# [Requirements]
Switch "scouting tally" to "field survey" in the records, covering only the lines from the line with "snow mound, each" up to and including the line with "column 155, row 28". Write those lines out again with nothing else changed.

Excerpts from point annotation data
____________

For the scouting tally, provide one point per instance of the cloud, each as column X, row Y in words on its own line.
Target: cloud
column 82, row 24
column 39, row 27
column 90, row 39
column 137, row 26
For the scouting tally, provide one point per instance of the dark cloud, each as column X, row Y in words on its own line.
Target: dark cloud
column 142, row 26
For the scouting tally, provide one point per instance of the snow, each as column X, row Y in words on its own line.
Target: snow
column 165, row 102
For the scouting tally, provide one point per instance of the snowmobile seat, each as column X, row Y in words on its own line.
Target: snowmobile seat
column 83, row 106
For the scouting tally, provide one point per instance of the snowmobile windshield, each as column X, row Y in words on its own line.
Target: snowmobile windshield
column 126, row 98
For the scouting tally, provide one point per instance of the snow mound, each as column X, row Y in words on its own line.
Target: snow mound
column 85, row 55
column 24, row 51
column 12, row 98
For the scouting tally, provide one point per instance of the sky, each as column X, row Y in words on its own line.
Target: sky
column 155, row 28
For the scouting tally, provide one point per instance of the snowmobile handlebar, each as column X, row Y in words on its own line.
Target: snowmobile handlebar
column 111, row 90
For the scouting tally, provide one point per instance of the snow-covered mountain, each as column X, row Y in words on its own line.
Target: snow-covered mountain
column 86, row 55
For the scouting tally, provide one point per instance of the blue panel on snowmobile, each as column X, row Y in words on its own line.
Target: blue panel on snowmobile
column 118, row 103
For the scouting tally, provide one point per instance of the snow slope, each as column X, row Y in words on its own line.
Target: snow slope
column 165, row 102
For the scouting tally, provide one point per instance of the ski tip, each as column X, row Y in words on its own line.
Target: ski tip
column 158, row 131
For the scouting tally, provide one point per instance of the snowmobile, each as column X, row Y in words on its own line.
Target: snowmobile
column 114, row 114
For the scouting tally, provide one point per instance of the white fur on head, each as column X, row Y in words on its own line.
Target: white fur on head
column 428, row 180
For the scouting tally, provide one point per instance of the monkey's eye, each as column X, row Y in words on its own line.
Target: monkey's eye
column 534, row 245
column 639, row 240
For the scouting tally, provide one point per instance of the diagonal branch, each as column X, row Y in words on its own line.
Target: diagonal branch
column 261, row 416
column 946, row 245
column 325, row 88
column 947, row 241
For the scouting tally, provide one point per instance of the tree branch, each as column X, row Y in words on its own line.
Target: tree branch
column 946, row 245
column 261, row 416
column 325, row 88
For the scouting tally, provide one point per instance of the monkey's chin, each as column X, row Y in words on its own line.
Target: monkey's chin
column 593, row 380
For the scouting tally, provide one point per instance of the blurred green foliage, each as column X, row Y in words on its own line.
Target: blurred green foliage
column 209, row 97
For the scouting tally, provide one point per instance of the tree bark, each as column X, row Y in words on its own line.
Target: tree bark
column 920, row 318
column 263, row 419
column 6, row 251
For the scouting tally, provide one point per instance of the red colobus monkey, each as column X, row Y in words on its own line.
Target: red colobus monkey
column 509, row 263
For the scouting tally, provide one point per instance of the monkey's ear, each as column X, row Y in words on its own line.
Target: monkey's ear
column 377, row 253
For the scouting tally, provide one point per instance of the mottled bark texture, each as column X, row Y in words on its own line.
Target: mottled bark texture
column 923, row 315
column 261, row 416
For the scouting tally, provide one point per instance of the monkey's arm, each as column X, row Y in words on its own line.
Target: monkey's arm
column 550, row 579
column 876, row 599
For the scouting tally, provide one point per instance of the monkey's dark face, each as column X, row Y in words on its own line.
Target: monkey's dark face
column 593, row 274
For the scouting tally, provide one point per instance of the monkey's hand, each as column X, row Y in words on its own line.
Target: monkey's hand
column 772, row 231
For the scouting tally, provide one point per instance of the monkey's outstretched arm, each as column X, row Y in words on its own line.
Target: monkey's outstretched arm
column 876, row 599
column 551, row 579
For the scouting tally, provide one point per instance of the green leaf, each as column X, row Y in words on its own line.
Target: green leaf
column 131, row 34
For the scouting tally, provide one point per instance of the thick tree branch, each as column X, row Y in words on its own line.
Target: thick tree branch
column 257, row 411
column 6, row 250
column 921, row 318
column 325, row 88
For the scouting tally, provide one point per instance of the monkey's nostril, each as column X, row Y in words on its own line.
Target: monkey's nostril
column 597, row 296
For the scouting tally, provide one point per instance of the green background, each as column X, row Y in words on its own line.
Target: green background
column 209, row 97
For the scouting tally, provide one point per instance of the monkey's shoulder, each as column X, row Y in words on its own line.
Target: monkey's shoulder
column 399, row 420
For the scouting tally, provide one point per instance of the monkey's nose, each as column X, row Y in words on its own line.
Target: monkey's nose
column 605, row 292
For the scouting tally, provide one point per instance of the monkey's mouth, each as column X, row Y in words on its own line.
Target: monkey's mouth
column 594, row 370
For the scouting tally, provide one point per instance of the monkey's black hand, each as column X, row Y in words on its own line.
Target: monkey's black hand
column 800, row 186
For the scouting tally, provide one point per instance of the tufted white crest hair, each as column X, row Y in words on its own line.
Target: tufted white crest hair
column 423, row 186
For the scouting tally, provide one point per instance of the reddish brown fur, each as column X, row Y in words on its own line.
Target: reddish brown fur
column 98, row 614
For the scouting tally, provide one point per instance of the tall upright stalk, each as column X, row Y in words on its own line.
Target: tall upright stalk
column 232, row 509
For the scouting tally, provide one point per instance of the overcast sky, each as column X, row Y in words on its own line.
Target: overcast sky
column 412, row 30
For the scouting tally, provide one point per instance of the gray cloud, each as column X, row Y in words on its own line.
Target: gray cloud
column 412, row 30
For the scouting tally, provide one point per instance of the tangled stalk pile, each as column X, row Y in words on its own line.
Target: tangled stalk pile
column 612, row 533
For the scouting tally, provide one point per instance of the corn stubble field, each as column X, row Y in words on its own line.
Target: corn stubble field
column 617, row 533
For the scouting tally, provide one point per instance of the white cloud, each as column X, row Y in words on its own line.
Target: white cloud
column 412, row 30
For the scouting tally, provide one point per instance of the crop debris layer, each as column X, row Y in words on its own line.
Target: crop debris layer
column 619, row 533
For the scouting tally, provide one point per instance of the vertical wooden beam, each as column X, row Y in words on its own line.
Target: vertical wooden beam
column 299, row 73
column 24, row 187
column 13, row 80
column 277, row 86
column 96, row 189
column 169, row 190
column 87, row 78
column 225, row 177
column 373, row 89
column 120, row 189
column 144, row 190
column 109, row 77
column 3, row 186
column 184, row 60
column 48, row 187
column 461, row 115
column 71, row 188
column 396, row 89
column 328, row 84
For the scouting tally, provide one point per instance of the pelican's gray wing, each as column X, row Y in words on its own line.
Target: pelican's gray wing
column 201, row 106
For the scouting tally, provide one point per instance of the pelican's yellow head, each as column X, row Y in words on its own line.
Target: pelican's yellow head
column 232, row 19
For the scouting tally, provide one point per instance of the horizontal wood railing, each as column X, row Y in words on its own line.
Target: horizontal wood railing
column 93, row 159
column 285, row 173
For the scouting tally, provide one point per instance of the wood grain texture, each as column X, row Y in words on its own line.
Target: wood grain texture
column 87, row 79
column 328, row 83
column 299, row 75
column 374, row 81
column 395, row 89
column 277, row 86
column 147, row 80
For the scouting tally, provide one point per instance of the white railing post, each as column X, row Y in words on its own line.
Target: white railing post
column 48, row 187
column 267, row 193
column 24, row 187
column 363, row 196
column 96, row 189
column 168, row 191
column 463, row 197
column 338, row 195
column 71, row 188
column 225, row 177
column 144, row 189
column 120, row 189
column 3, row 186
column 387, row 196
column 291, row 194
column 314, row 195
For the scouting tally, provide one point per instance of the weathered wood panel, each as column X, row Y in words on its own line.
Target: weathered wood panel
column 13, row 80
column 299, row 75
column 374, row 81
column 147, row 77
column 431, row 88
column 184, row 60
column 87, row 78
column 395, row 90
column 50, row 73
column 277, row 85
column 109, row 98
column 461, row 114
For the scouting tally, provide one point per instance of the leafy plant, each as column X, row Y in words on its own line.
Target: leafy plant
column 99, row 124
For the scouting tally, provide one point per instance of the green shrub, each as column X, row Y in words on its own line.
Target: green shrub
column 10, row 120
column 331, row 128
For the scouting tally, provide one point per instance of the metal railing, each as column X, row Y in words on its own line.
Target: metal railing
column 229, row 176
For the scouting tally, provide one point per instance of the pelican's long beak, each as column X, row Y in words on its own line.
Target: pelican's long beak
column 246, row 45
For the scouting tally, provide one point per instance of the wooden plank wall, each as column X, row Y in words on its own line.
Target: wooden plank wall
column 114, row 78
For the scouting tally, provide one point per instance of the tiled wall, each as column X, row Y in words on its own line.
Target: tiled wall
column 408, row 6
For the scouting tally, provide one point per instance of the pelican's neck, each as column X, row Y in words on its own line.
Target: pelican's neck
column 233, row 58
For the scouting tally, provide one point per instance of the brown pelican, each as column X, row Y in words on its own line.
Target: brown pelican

____________

# [Written answer]
For the field survey, provide one point per instance of the snow mound, each as column X, row Y in words on its own line.
Target: snow mound
column 85, row 55
column 24, row 51
column 12, row 98
For the field survey, provide one point per instance of the sky, each as column X, row Y in words on its own line.
Target: sky
column 155, row 28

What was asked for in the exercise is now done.